## Cosa fare
1. Quali capi di abbigliamento indossa il ragazzino nel brano sul ragazzino delle uova? Elencali tutti.
2. Prosegui il brano sul ragazzino delle uova dal punto in cui si ferma.

## Testo del documento
>>>
Anche qui mi trovo circondato spesso da ragazzini. Sarà il mio viso bonario o il fatto che sono da poco arrivato ma timidamente si avvicinano. Ad un ragazzino sono particolarmente affezionato: è il più timido e silenzioso. Compare al pomeriggio, dopo la scuola; porta sulla testa un contenitore pieno d’uova sode da vendere. I suoi panni devono essere appartenuti ad almeno due generazioni di parenti: i pantaloni sono sdruciti e rattoppati in più parti e la camiciola cade a pezzi. Cammina a piedi scalzi su e giù per la spiaggia cercando di vendere, ad un prezzo ridicolo, le uova ai turisti; il sole è molto caldo ma porta con negligenza un piccolo berrettino di lana sul capo. Parla solo in Gujarati ed è con le dita della mano che indica ai clienti i suoi listini di vendita. Io sono allergico alle uova, ma qualche rupia gliela allungo lo stesso e non solo rupie… Faccio merenda in spiaggia e me lo ritrova seduto accanto, in silenzio mi guarda fino a che rovisto nello zaino: lui da un lato e uno scheletrico cane dall’ altro… E così mi ritrovo a dividere dei biscotti con un bimbo e un cane, accomunanti entrambi da un’endemica e antica fame. A volte mi viene a trovare verso sera e con gli occhi mi chiede di aiutarlo a fare i conti del suo misero incasso giornaliero: una monetina per ogni uovo venduto e i conti non tornano mai…così mi ritrovo ad arrotondare ogni giorno le sue perdite. Lo so che ha trovato in me una piccola fonte di guadagno insperato ma i costi sono davvero minimi e lui torna a casa felice.
<<<
## Dati forniti
>>>
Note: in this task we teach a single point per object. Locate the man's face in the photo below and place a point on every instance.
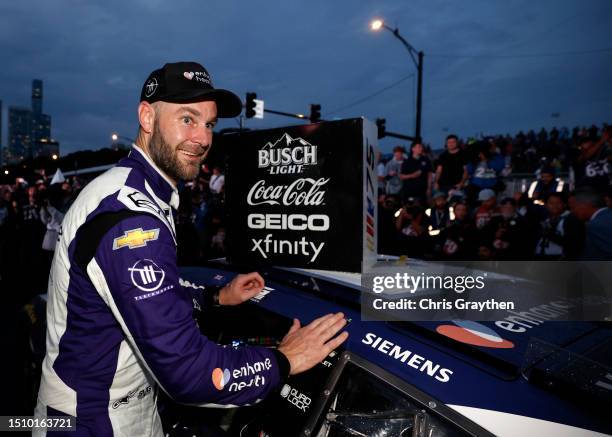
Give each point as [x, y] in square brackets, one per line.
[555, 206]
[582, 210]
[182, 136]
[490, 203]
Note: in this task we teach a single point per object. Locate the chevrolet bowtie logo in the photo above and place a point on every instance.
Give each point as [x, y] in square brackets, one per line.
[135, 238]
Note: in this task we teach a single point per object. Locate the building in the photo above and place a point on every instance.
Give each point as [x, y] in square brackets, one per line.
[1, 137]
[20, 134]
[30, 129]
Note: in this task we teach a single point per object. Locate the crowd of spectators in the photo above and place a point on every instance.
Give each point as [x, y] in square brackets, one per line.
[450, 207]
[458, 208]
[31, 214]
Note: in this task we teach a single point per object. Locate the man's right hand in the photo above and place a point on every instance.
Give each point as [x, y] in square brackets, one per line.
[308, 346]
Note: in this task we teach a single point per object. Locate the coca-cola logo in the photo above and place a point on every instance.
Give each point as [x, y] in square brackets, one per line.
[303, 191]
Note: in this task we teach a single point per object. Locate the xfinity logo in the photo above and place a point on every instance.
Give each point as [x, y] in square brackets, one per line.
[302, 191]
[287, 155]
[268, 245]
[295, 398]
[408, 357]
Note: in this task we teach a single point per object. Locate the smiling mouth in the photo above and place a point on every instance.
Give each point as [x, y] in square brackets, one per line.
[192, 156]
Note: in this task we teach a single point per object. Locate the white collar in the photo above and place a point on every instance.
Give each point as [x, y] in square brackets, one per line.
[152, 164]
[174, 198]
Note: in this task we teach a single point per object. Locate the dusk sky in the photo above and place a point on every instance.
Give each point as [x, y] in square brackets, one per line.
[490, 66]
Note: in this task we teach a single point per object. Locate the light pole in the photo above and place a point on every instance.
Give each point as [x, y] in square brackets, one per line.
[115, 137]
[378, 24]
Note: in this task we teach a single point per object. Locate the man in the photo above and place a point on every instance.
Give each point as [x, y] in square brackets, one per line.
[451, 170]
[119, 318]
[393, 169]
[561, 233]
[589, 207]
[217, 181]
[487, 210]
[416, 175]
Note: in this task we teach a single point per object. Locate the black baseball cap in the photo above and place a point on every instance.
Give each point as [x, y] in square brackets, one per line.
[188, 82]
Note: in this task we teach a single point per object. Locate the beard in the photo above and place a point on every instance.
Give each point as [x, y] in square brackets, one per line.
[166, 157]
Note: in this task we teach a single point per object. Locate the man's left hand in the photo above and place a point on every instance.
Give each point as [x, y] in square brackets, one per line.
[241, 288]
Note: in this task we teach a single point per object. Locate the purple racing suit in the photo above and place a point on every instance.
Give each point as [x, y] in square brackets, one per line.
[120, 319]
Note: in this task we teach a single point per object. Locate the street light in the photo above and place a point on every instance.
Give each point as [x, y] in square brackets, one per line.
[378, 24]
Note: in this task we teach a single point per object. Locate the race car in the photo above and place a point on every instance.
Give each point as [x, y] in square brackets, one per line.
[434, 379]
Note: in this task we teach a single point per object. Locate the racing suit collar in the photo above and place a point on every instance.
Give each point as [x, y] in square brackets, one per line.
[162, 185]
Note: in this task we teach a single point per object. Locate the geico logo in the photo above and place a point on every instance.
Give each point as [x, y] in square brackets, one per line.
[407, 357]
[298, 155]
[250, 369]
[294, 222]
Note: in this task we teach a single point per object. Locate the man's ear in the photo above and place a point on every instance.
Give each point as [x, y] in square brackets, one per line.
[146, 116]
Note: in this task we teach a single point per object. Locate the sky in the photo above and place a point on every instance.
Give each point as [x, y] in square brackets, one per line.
<<<
## Risultati per punto
1.
- pantaloni sdruciti e rattoppati in più parti
- camiciola che cade a pezzi
- piccolo berrettino di lana

2.
Non resisto molto in spiaggia, l’ ombra delle palme non riesce a togliere del tutto la forte calura e mi avvio verso il ristorante dove mi aspetta una fresca birra, un saporito piatto di patatine fritte e una deliziosa frescura. Resto testualmente di sasso all’ ingresso del ristorante: decine di famiglie d’ indiani hanno invaso tutti i tavoli e stanno intaccando implacabilmente le riserve di birra dell’ hotel: Diu è un porto franco per la vendita d’alcolici di tutti i tipi e dalla terra ferma è una processione continua d’ indiani che arrivano fin qui per riempire i loro stomachi all’inverosimile d’ogni cosa che abbia un minimo di gradazione alcolica…Bevono con una sete atavica e insaziabile ma i loro antichi geni non sono ancora abituati a sopportare dosi massicce d’alcool ed è normale trovarli accasciati sul tavolo o a dare di stomaco sulla riva del mare. Spesso vedi gruppi d’amici che trascinano, sostenendolo per le ascelle, qualche compagno di bevute per poi scaraventarlo in mare, a smaltire la sbornia, senza troppi complimenti. No, non è un bello spettacolo: non diventano violenti, anzi l’alcool libera la loro ilarità, ma le dosi che ingurgitano sono preoccupanti: un eccesso di libertà che porterà senz’altro dei danni. I più grandi bevono fiumi di birra,i camerieri servono e puliscono diligentemente tutto e non lasciano trasparire la benché minima emozione, salvo poi lasciarsi andare, quando arrivano a servire al mio tavolo, in maliziosi sorrisi o sguardi di commiserazione. La polizia vigila lungo la spiaggia: ai minorenni non è consentito bere ne portare con se nessun tipo di bevanda alcolica. Se sono trovati sul fatto si aprono immediatamente le porte della prigione che li accoglie fino al termine della sbornia. Tutta questa giostra etilica dura un paio d’ ore, poi come sono arrivati si dileguano tutti e sulla spiaggia scende la quiete. Il tramonto porta una balsamica frescura ed è bello scendere lungo la spiaggia, un circo d’umanità variopinta si sveglia e ti ruota attorno. Alcuni indiani hanno un noleggio di cammelli e cavalli sulla riva ed intere famiglie si mettono in fila per approfittare di quest’ingenuo parco divertimenti. Il percorso è molto breve, ma dalle facce della gente il divertimento deve essere unico: al seguito degli animali un ragazzo, con pala e sacco, raccoglie le cacche e alla fine della giornata ramazza con diligenza la sabbia.
Steso sul letto vedo salire lenta la luna; il mare riflette tutta la sua bellezza: sono sfinito e il sonno non tarda ad arrivare.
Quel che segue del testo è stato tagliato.